Texte cité:
/---

Les années 90 ont en effet cette particularité de pouvoir offrir à tout sous-genre du rock un engouement hors de son public d’origine. Des artistes jusque-là underground apparaissent dans les listes des meilleurs ventes de disques, devançant parfois les artistes rock mainstream, et côtoyant les musiques de grande consommation. 898 Le public rock se spécialise de plus en plus massivement (il n’existe alors quasiment plus de public rock homogène, mais un public spécifique pour le metal, un pour le néo-punk, un pour le grunge, puis un pour la techno, etc.), mais n’en demeure pas moins un marché important pour les maisons de disques. La raison de cette exode du public spécialisé vers des niches hyperspécialisées peut s’expliquer par le rôle social qui est toujours accordé par les adolescents à la musique. Cette dernière reste une source de différenciation et de reconnaissance pour les jeunes individus. Mais comme le rock est devenu la musique des parents, voire de la majorité puisque la musique populaire se pare des attributs extérieurs de celui-ci, les jeunes vont chercher dans des musiques moins évidentes pour les non-initiés les marques de leur différenciation. Ce sont donc le rap, la techno, la trash metal ou autre sous-genre du rock plutôt que le rock lui-même qui sont privilégiés par ce public en recherche de rupture culturelle. 899 Comme c’est ce public qui est analysé par les agences de pub et les médias pour dénicher les nouvelles tendances, leurs positionnements culturels underground deviennent les nouvelles références du moment d’un public élargi. Contre-culture (en opposition ouverte à la culture dominante) et sous-culture (méprisée par la culture dominante) deviennent ainsi susceptibles d’être récupérées par la culture populaire sans que cela ne remette en cause leur identité.

Les musiques jusque-là considérées comme underground, limitées à un public précis, deviennent susceptibles de toucher un large public tout aussi bien que le rock mainstream. La presse spécialisée découvre qu’un artiste peut être à la fois underground – dans ses choix esthétiques – et commercial – par l’importance du public qu’il touche, sans que cela ne fasse de contresens 900 ou appelle à la déclaration de la mort du premier terme. L’underground existe encore, mais il bouge de plus en plus vite : les mouvements culturels fraîchement éclos sont plus rapidement connus des médias spécialisées, eux-mêmes rapidement repris par les médias généralistes et adoptés (ceci dans une configuration idéale) à la même vitesse par le public 901 . Le temps que ce mouvement soit complètement digéré par l’industrie du disque, un autre est déjà apparu et recommence le cycle.

Ce schéma pourrait rejoindre celui d’Abraham Moles 902  : en partant du créateur, l’œuvre touche d’abord son micro milieu. Les médias puisent alors dans ce micro-milieu ce qu’ils diffuseront au public, en le rendant plus accessible. Passé par ce filtre, l’œuvre arrive aux oreilles du grand public, qui n’en retient que les grands traits. Le cycle se boucle avec l’artiste qui prend en compte les transformations subies pour de nouvelles créations. La différence majeure avec le phénomène que nous observons est que le grand public est désormais capable d’adopter une forme pure, non transformée par des attentes que croit connaître l’industrie. Même en s’adressant au grand public, l’underground garde ses exigences esthétiques qui sont autant de qualités aux yeux du public.

\---

(Extraits de données d'étiquetage de localisation)
/---

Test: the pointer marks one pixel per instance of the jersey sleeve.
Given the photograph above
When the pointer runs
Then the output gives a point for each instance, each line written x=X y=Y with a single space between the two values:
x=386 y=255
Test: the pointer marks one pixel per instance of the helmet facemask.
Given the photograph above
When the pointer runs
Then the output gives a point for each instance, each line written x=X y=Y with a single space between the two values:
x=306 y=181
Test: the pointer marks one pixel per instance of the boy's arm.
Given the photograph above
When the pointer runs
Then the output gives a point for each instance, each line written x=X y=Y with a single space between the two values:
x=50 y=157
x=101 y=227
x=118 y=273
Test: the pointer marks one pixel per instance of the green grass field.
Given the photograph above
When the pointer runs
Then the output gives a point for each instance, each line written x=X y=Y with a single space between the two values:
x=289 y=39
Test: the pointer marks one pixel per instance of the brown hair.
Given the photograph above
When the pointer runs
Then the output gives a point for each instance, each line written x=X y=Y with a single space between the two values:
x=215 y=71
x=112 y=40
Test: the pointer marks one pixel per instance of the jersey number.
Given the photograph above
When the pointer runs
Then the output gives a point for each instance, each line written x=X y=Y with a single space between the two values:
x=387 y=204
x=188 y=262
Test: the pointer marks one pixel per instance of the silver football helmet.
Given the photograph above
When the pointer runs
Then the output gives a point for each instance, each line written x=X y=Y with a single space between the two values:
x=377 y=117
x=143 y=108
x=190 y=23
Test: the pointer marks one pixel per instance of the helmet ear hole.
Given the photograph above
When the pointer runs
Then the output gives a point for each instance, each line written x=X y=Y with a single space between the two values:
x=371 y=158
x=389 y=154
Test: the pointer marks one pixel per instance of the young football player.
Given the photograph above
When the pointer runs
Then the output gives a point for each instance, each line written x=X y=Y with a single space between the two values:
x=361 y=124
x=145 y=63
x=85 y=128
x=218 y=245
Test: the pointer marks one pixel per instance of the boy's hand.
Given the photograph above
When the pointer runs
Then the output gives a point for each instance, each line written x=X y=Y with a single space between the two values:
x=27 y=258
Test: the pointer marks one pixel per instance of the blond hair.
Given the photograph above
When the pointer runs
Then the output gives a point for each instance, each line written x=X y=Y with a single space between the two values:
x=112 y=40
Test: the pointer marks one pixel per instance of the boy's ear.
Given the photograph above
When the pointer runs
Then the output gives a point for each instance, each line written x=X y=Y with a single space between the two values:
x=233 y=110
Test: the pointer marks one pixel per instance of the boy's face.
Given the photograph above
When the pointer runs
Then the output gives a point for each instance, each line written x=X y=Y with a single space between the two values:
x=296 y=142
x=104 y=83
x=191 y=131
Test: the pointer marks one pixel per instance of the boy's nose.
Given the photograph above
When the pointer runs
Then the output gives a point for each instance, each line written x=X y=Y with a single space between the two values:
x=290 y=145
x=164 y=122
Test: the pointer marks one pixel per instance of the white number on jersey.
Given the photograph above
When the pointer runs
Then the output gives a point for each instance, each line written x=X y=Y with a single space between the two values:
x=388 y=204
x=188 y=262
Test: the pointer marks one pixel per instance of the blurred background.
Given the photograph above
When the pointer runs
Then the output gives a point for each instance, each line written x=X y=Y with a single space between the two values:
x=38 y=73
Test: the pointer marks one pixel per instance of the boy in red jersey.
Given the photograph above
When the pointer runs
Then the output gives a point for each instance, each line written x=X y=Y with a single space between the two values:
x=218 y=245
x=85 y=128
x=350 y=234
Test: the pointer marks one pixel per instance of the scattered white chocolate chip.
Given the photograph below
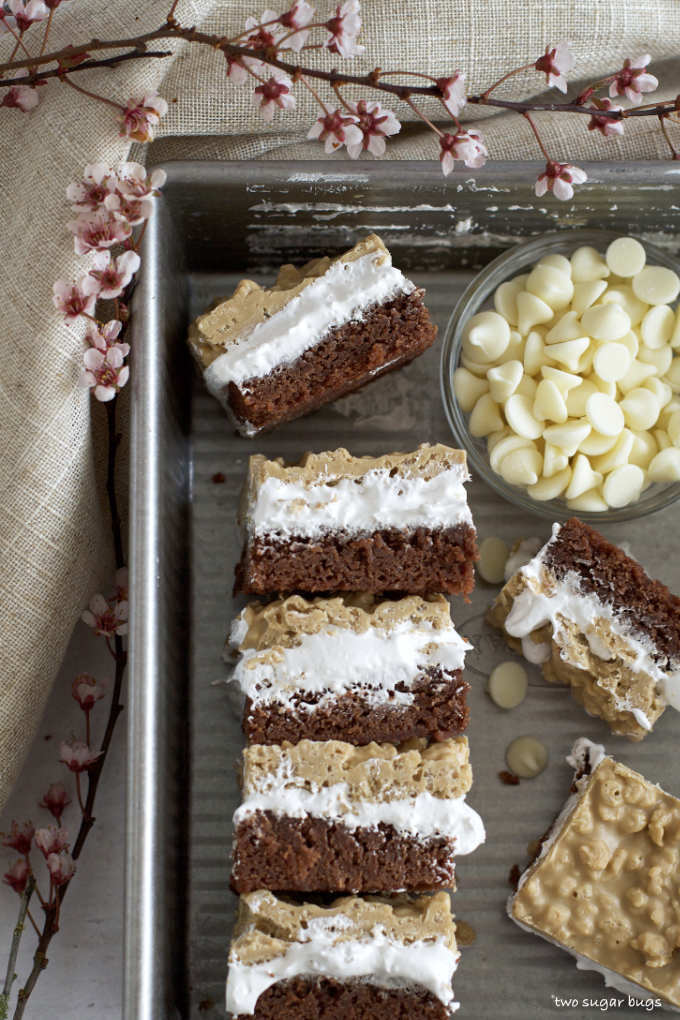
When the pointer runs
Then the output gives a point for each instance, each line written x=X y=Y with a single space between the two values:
x=468 y=389
x=492 y=557
x=666 y=465
x=508 y=684
x=623 y=485
x=485 y=417
x=526 y=757
x=657 y=285
x=626 y=257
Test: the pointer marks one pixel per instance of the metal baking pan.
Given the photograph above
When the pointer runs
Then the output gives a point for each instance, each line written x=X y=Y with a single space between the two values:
x=215 y=223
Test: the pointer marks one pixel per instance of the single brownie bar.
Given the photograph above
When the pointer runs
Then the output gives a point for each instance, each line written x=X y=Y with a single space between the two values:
x=605 y=882
x=351 y=668
x=358 y=958
x=320 y=332
x=326 y=816
x=333 y=522
x=593 y=619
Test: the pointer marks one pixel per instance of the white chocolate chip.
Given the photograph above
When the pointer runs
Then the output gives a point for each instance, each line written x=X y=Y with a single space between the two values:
x=666 y=465
x=552 y=286
x=568 y=437
x=492 y=558
x=592 y=501
x=626 y=257
x=520 y=417
x=555 y=460
x=587 y=264
x=531 y=311
x=468 y=389
x=522 y=466
x=568 y=327
x=640 y=409
x=606 y=321
x=582 y=477
x=657 y=285
x=569 y=352
x=586 y=293
x=505 y=298
x=489 y=334
x=596 y=444
x=548 y=404
x=526 y=757
x=508 y=684
x=658 y=325
x=623 y=485
x=618 y=455
x=551 y=488
x=485 y=417
x=612 y=361
x=563 y=380
x=504 y=380
x=604 y=414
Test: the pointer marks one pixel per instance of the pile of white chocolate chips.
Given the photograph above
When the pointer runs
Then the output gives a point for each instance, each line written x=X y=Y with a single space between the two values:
x=574 y=380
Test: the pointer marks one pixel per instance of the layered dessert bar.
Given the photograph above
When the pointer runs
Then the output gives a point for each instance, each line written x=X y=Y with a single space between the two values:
x=334 y=522
x=593 y=619
x=270 y=355
x=357 y=958
x=605 y=882
x=352 y=668
x=326 y=816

\---

Consignes:
1 > Recopiez mot pour mot le passage du texte cité qui va de « Les musiques jusque-là » jusqu'à « recommence le cycle. ».
2 > Citez à l'identique, s'il vous plaît, uniquement les lignes des enregistrements qui vont de celle contenant « the white chocolate chip. » jusqu'à celle contenant « x=592 y=501 », ces deux lignes comprises.

Corrigé:
1 >
Les musiques jusque-là considérées comme underground, limitées à un public précis, deviennent susceptibles de toucher un large public tout aussi bien que le rock mainstream. La presse spécialisée découvre qu’un artiste peut être à la fois underground – dans ses choix esthétiques – et commercial – par l’importance du public qu’il touche, sans que cela ne fasse de contresens 900 ou appelle à la déclaration de la mort du premier terme. L’underground existe encore, mais il bouge de plus en plus vite : les mouvements culturels fraîchement éclos sont plus rapidement connus des médias spécialisées, eux-mêmes rapidement repris par les médias généralistes et adoptés (ceci dans une configuration idéale) à la même vitesse par le public 901 . Le temps que ce mouvement soit complètement digéré par l’industrie du disque, un autre est déjà apparu et recommence le cycle.

2 >
Test: the pointer marks one pixel per instance of the white chocolate chip.
Given the photograph above
When the pointer runs
Then the output gives a point for each instance, each line written x=X y=Y with a single space between the two values:
x=666 y=465
x=552 y=286
x=568 y=437
x=492 y=558
x=592 y=501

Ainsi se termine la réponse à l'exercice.